Copy the lines word for word, starting with the line containing "Question. Provide a point on each instance of the hillside" and ending with the line containing "x=476, y=300", both included.

■ Extracted data:
◆ ◆ ◆ ◆
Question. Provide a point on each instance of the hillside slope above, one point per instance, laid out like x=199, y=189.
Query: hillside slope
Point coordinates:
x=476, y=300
◆ ◆ ◆ ◆
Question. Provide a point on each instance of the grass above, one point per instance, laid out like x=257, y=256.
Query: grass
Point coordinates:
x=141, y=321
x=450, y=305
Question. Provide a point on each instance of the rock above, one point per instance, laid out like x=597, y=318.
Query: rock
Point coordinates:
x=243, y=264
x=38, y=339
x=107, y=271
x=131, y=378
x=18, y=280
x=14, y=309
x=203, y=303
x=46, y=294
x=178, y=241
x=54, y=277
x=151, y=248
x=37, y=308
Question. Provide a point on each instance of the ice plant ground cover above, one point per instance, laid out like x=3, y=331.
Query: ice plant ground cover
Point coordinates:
◆ ◆ ◆ ◆
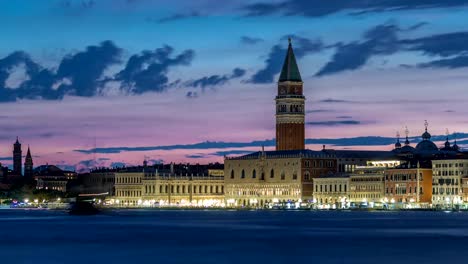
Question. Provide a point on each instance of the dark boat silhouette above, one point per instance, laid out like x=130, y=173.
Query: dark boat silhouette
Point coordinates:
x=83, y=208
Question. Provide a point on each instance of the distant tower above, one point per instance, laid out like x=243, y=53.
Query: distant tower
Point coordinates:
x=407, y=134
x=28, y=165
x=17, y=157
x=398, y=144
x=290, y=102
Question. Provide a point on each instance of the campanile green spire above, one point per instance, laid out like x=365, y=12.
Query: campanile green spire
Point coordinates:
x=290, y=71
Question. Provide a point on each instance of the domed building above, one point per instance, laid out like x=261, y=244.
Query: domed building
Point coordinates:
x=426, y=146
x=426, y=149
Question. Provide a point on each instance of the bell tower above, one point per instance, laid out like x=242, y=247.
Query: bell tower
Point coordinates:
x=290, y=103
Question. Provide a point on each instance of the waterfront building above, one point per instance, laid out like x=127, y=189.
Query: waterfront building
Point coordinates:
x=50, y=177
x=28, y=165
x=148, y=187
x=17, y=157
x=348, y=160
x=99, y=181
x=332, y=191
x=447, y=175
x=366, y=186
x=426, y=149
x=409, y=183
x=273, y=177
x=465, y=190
◆ ◆ ◆ ◆
■ Solution for this exercise:
Question. Provide a point on each instance of the hillside slope above, one point per instance, laid out like x=199, y=189.
Query: hillside slope
Point coordinates:
x=476, y=300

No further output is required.